## DATEN DIESER ÜBUNG
===

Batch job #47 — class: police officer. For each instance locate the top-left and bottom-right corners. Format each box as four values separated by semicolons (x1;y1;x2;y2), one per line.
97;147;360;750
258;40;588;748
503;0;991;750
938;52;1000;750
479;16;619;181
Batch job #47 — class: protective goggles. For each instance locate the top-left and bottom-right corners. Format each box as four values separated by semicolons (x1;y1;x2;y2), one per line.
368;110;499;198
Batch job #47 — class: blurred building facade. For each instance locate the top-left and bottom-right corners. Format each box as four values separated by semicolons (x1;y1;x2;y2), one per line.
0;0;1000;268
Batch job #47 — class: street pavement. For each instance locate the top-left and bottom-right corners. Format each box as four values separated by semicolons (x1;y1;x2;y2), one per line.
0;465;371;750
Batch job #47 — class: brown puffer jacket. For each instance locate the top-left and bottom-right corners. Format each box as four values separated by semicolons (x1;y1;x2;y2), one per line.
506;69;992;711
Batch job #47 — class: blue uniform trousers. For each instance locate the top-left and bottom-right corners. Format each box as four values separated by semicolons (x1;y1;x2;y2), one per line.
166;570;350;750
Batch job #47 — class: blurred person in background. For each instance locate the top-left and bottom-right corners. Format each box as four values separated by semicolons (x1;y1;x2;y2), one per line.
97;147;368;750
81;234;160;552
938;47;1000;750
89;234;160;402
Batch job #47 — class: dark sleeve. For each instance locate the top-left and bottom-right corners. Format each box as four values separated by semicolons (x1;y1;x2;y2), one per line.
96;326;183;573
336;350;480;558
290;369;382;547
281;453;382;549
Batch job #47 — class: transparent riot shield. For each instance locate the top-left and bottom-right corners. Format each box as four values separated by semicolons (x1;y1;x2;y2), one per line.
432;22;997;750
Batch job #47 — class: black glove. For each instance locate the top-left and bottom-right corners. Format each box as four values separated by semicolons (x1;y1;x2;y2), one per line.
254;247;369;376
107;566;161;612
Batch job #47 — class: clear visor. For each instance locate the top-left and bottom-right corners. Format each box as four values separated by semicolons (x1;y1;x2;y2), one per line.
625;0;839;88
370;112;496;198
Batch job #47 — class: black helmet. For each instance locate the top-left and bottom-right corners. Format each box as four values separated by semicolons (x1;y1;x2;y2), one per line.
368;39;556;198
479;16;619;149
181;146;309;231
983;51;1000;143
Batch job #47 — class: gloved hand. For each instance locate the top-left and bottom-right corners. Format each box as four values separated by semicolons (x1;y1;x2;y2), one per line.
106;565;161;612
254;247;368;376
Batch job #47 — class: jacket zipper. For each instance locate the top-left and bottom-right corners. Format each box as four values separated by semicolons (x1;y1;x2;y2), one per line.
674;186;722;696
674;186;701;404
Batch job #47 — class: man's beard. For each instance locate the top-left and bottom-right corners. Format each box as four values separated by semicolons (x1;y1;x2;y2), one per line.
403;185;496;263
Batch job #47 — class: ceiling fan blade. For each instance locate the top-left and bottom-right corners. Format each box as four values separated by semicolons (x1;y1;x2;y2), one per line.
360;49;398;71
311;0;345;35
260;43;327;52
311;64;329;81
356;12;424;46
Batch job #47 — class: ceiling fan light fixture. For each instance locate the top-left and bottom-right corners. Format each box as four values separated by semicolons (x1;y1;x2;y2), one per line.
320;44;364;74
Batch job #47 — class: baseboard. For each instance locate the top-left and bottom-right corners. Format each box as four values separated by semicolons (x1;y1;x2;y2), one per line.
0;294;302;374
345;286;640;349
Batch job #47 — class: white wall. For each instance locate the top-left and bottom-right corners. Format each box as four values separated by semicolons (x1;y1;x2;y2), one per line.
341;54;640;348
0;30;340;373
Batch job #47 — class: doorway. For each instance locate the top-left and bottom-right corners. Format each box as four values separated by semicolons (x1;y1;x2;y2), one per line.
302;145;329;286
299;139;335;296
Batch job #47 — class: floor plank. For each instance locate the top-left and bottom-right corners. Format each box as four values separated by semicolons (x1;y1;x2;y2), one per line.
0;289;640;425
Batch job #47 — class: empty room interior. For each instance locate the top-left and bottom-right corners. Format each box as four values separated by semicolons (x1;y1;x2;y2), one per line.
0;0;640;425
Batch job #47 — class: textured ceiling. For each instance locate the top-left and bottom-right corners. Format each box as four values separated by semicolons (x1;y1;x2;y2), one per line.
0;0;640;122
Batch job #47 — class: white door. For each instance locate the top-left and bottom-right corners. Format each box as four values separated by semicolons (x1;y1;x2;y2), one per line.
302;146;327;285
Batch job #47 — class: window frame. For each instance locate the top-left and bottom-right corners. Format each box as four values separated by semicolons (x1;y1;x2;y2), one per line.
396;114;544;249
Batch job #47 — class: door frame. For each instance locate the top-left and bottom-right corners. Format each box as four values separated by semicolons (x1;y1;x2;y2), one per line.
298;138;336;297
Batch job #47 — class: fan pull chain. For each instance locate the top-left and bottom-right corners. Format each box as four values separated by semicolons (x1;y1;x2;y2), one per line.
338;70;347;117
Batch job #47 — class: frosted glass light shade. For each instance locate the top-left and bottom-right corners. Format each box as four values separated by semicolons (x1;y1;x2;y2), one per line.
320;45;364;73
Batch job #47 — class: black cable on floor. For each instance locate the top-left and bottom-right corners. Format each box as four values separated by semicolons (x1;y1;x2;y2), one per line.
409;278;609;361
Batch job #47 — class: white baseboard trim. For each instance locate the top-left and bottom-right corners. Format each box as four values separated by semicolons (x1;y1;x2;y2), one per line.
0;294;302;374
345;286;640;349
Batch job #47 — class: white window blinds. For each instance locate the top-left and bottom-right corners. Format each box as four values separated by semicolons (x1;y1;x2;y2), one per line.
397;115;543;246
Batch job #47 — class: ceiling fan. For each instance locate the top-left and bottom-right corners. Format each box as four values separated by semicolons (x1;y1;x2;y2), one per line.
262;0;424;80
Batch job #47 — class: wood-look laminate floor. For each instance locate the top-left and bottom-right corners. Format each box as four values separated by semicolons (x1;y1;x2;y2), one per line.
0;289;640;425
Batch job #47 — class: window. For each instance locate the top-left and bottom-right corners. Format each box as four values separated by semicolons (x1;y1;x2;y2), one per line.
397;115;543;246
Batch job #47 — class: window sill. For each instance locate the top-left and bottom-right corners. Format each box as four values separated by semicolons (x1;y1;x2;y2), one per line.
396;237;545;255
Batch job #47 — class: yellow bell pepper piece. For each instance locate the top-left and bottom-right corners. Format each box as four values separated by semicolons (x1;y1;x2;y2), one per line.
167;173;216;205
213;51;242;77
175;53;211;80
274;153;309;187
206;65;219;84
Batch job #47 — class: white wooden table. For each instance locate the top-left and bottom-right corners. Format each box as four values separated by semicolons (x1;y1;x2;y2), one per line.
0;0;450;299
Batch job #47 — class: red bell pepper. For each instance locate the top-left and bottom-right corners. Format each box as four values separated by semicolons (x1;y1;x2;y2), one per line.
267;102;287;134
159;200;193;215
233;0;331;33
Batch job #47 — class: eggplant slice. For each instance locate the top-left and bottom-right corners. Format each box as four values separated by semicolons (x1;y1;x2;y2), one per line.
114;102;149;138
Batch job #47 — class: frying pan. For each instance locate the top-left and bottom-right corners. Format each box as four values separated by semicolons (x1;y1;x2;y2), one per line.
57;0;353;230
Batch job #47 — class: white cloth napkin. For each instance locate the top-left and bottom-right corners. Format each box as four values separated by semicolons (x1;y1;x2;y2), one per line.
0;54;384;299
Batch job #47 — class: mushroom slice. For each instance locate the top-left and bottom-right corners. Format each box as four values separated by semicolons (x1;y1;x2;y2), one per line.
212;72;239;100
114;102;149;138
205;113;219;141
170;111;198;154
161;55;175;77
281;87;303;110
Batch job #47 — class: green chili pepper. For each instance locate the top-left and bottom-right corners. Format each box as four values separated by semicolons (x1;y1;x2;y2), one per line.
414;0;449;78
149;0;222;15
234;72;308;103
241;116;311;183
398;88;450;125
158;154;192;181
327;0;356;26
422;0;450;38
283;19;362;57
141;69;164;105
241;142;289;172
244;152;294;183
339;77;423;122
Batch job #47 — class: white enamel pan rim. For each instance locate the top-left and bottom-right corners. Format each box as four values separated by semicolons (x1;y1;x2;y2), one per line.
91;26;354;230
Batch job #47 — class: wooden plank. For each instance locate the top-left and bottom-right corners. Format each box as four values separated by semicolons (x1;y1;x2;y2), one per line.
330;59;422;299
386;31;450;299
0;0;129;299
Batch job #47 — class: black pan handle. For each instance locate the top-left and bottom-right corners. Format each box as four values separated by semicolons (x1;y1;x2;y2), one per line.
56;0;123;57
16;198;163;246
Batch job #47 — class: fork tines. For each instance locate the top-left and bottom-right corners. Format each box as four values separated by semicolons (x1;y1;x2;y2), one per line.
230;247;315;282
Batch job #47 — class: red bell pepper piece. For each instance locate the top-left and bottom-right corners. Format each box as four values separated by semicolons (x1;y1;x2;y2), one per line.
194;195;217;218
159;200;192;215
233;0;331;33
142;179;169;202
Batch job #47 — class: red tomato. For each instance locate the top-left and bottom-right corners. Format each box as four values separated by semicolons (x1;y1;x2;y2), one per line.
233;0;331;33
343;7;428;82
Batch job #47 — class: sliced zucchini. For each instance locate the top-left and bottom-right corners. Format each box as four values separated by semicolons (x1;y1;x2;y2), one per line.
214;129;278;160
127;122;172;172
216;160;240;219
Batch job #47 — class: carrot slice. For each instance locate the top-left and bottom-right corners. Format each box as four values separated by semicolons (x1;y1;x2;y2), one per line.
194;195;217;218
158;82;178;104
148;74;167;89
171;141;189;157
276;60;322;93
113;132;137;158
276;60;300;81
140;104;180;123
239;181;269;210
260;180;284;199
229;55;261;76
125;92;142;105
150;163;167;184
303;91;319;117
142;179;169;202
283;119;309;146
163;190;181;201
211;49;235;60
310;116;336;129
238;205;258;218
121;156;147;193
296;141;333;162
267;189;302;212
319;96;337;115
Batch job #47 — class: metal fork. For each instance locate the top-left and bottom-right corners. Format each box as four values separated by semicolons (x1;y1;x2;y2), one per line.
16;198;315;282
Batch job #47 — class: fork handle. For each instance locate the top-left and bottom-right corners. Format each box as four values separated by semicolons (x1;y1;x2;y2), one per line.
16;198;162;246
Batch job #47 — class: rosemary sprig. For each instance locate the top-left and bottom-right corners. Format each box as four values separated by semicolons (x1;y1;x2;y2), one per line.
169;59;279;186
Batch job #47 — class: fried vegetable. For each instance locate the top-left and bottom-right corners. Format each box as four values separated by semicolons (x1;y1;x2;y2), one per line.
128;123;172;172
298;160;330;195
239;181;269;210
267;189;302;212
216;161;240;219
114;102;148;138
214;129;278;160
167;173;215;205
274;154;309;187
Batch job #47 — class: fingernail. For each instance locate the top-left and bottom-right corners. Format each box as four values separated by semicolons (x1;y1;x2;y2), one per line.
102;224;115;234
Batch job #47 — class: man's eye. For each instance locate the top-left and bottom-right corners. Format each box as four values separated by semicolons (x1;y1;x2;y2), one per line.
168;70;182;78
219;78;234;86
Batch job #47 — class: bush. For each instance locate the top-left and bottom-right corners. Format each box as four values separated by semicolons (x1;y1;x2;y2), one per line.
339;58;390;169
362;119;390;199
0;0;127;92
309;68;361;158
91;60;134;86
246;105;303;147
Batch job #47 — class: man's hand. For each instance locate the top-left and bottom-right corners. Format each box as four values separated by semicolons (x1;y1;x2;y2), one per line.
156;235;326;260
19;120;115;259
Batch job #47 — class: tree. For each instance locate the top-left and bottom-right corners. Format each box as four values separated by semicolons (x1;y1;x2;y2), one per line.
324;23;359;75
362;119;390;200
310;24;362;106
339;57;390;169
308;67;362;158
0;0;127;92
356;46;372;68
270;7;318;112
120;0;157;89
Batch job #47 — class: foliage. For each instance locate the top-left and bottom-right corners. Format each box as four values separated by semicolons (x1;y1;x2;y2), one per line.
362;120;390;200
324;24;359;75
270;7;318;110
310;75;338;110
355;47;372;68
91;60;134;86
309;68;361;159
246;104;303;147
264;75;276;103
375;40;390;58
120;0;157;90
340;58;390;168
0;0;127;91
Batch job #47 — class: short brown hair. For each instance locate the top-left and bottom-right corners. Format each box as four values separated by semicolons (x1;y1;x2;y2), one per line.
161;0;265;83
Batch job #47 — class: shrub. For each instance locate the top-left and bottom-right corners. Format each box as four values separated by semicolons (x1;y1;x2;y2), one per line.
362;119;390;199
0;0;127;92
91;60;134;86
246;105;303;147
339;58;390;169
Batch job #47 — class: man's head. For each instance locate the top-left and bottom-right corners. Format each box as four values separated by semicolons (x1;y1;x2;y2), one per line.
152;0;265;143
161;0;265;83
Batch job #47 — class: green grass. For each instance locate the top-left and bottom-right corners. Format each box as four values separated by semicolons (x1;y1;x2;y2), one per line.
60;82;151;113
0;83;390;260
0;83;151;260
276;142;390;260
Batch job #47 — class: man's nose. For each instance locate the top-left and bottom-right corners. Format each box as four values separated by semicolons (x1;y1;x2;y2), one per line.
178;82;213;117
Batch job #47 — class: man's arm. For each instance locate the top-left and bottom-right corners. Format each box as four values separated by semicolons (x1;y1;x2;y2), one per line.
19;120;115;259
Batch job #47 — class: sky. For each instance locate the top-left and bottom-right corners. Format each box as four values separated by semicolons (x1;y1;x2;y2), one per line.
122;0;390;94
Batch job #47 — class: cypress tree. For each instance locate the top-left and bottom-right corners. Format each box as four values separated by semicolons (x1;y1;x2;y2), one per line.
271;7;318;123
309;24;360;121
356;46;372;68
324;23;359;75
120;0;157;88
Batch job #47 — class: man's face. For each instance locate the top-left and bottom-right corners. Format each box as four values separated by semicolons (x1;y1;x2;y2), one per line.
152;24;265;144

===

## ZIEL
Gib die Daten von der Zeile mit "Batch job #47 — class: door frame." bis hinunter zur Zeile mit "338;70;347;117" erneut wieder, beide Zeilen eingeschlossen. Benenne dabei "fan pull chain" in "pull cord" um und lass alles andere unverändert.

## ERGEBNIS FOLGT
Batch job #47 — class: door frame. For each instance locate the top-left and bottom-right corners. Format each box as four values separated by semicolons (x1;y1;x2;y2), one per line.
298;138;336;297
Batch job #47 — class: pull cord. For each instance locate the top-left and bottom-right corners. Format each box as four values separated by semicolons (x1;y1;x2;y2), one per line.
338;70;347;117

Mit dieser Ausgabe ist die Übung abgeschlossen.